→ PAGE EXCERPT:
================
I also have a question about parameters from TrackAnalyse - the Bill1.par, Bill3.par, and Bill5.par. I noticed there are large differences between the Damping constants. How is this happening if the same person does the tracking, is it because of inertia, or have I misunderstood something?

[From Bill Powers (2011.02.02.2034 MST)]

AM: Update:

I took large chunks of code from TrackAnalyse (from LCSIII) and rewrote them in C#. What I'm missing are the disturbance generator and the fitting part. I guess I need some general guidelines on how to approach those problems.

I could probably use the disturbance generator from TrackAnalyse for the Y dimension, but I can't figure out how to generate the X dimension disturbances.

BP: The curvature of the path taken by the target (if you do the experiment that way) will generate all the disturbances you need. If you're not going to be studying the way participants learn a particular path by using the same path over and over, you can use a different curvature on every experimental run, using one disturbance from each of two tables in the file "distable." I don't know the details of your experiment so it's hard to suggest useful variations.

You could, of course, use a single disturbance table to vary the direction in which a target is moving while it moves at constant speed. Since the tables have a known peak-to-peak amplitude, equal on both sides of zero, you could make the variations in direction small or large, to generate a target path ranging from almost a straight line to a path with large deviations and even loops in it. Of course you could also use a second disturbance table to vary the speed of the target.
================
→ WRITTEN PROBLEM 1:
In the forum thread about tracking experiments, what is the name of the file holding the disturbance tables?
→ WRITTEN PROBLEM 2:
Carry on the forum thread about generating disturbances for tracking experiments, starting after its last sentence.
================
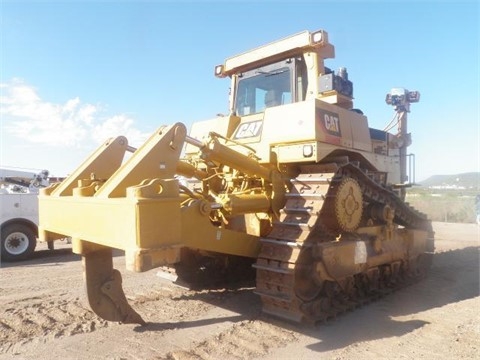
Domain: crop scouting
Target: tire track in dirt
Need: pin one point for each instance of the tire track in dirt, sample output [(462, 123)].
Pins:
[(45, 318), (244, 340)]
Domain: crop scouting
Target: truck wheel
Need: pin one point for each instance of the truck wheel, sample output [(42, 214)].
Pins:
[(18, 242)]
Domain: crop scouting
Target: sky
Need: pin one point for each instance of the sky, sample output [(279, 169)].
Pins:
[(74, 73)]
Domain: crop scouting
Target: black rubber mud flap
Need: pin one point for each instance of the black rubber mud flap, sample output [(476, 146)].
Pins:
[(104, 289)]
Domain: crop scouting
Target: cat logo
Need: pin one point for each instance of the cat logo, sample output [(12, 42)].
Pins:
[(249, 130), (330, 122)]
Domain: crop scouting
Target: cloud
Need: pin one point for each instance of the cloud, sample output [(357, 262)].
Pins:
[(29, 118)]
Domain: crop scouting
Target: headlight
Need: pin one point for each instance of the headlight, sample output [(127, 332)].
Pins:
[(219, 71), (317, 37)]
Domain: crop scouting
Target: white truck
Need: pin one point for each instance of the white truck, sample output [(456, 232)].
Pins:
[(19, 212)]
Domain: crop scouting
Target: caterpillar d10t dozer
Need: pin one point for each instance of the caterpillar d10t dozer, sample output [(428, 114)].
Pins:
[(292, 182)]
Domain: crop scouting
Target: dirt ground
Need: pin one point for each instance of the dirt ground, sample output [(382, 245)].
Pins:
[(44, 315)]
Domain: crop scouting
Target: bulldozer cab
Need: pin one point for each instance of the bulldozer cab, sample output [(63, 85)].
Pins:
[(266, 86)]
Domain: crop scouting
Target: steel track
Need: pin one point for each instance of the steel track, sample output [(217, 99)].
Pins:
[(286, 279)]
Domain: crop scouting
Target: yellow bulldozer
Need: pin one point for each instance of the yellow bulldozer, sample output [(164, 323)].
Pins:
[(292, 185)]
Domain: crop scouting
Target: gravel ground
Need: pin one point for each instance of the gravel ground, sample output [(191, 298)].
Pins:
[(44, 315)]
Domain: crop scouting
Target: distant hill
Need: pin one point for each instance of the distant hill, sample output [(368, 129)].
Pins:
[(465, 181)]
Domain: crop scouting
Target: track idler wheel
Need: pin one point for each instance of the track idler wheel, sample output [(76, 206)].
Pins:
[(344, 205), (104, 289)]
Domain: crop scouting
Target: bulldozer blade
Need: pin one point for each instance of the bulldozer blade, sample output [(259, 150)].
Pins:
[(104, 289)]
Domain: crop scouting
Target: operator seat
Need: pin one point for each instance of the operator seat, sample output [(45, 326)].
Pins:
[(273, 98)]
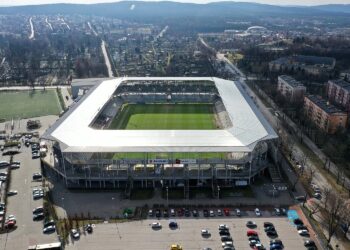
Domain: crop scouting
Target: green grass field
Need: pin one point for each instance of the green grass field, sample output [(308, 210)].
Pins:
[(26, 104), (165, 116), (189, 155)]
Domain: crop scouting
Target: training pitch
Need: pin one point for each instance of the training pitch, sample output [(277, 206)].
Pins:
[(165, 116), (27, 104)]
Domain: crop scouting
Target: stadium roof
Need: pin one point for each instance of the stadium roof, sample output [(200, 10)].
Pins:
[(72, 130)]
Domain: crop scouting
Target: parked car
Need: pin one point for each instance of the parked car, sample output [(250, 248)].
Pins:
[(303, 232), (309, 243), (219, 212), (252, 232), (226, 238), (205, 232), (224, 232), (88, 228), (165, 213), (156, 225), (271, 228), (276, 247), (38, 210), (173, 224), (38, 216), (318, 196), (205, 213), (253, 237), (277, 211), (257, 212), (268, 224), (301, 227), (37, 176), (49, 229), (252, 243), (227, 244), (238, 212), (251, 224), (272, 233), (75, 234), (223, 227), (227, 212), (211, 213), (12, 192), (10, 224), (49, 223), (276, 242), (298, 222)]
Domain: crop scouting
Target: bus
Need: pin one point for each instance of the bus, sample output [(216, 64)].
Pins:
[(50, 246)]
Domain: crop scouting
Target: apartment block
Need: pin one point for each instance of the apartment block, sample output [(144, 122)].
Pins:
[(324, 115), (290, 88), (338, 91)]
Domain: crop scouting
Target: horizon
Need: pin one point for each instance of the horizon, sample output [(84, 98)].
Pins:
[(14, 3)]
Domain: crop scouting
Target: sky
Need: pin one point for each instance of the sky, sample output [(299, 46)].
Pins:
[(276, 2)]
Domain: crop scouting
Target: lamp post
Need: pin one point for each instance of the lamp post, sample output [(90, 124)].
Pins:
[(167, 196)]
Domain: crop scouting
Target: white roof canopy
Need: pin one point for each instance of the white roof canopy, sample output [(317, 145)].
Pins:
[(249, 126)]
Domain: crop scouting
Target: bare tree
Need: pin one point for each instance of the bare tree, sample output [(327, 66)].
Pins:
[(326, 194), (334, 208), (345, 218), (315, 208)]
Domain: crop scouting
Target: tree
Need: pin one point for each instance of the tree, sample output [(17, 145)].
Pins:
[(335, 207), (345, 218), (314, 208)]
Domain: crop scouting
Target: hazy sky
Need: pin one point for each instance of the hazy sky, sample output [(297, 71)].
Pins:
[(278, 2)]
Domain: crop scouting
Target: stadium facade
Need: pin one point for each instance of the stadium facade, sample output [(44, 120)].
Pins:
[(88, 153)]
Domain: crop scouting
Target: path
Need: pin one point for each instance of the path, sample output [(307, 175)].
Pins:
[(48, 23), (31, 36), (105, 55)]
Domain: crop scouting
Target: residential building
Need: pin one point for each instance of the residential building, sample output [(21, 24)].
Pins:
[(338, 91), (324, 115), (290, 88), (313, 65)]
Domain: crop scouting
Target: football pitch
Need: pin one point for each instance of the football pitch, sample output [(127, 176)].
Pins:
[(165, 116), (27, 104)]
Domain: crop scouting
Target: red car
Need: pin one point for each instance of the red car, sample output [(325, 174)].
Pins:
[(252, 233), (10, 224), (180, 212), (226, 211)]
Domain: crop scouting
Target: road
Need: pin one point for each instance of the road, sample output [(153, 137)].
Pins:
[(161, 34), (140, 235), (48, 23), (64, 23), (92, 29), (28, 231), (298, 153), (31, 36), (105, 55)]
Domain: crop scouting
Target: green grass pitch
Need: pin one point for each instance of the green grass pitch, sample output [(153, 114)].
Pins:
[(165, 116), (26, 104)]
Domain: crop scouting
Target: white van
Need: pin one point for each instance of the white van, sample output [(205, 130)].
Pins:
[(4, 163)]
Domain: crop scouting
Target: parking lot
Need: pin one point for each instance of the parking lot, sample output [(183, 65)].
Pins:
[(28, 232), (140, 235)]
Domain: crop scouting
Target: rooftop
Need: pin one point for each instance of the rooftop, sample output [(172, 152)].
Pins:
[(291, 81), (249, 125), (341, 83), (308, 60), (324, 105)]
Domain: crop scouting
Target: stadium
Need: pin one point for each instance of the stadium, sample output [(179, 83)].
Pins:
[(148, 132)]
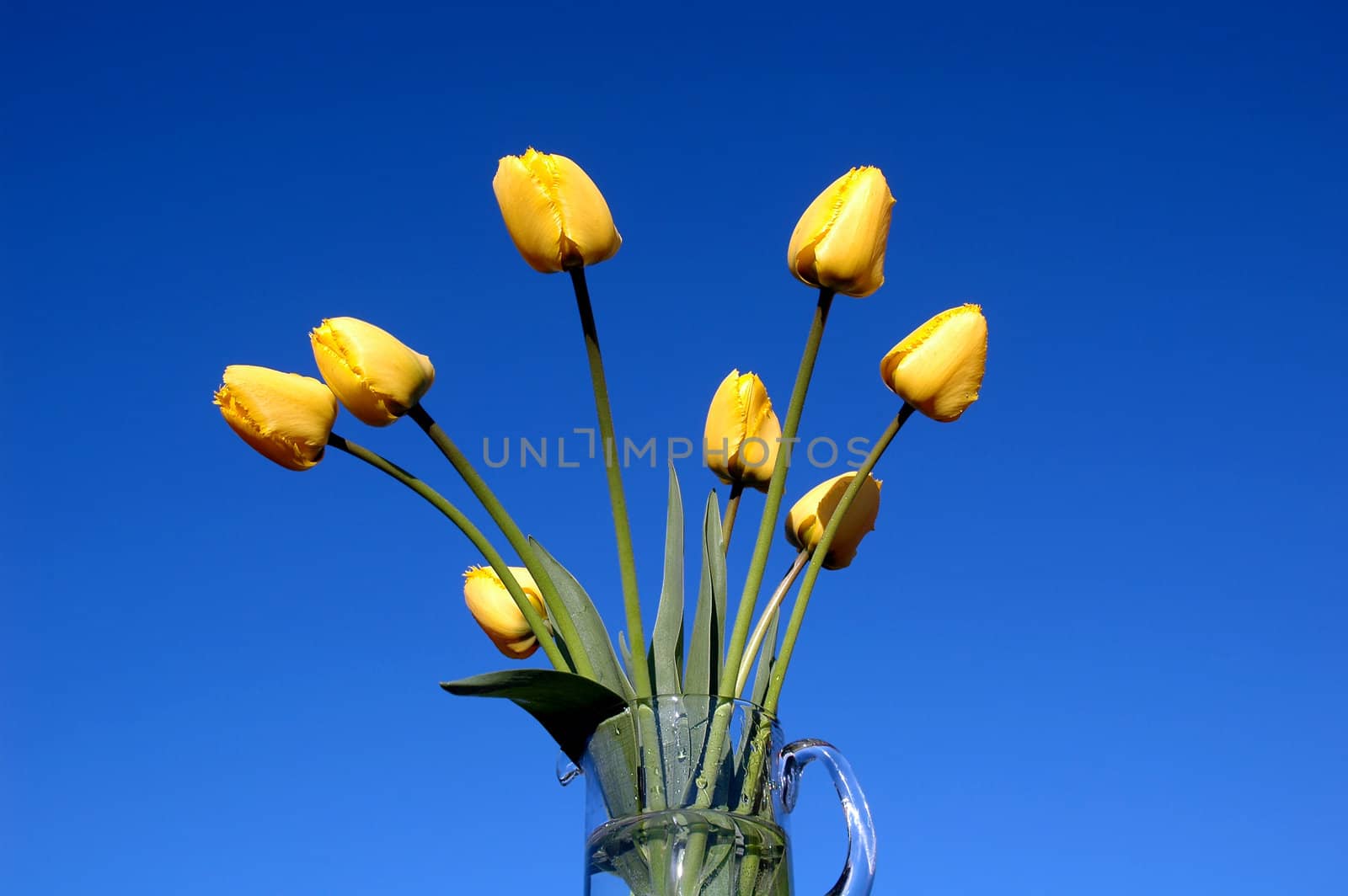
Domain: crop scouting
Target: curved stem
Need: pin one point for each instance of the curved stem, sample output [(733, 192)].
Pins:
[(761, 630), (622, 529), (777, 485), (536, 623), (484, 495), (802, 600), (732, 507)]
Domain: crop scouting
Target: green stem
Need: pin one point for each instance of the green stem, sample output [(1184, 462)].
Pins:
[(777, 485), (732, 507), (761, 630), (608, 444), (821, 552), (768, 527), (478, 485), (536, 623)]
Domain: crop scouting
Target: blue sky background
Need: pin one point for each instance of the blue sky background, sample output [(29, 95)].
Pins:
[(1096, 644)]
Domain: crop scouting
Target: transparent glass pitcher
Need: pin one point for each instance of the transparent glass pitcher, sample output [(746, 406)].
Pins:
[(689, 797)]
================
→ REPLY 1:
The file is called "distable."

→ REPLY 2:
For an example of a constant-speed target, if d[i] is the ith value in a disturbance table, you could say

angle := k*d[i]; // k determines how large the changes in direction are
dx := targetspeed*cos(angle);
dy := targetspeed*sin(angle);
targetx := targetx + dx;
targety := targety + dy;

You see that I'm assuming that you will move a target along the path you want the participant to follow, so you control the speed by determining how fast the target moves. If you want to let the subject determine the speed, the problem gets harder because you don't know what the intended position of the cursor is at any moment. You can see where the cursor is but not the place where the subject is trying to make it move. So you don't know how to measure the error signal, and you can't match the behavior to a model. Unless you have some trick up your sleeve that I haven't thought of.

AM: If the speed should be constant along the path, then the X disturbance should somehow depend on Y disturbance and on the number of data points. Should I also have less data points for slower speeds?

BP: You're going to have one data point for every 1/60 second. Don't mess with that: it's your basic connection between the physics of motion in physical time and the computational iterations.

AM: I also have a question about parameters from TrackAnalyse - the Bill1.par, Bill3.par, and Bill5.par. I noticed there are large differences between the Damping constants. How is this happening if the same person does the tracking, is it because of inertia, or have I misunderstood something?

BP: That's just how the best-fit values come out -- it wasn't intended. It shows that we dont have quite the right model yet -- or perhaps that with more difficult tasks, participants actually tighten up their muscles and change the damping factor! The amount of damping has only a small effect on the fit of the model to the data, which might explain the variation in the damping factor that we get -- except that the damping factor always goes up at the higher difficulties by about the same amount, in all people I have tested. So to get rid of those large variations we need to add something to the model, or find some way of measuring the stiffness changes in the muscles..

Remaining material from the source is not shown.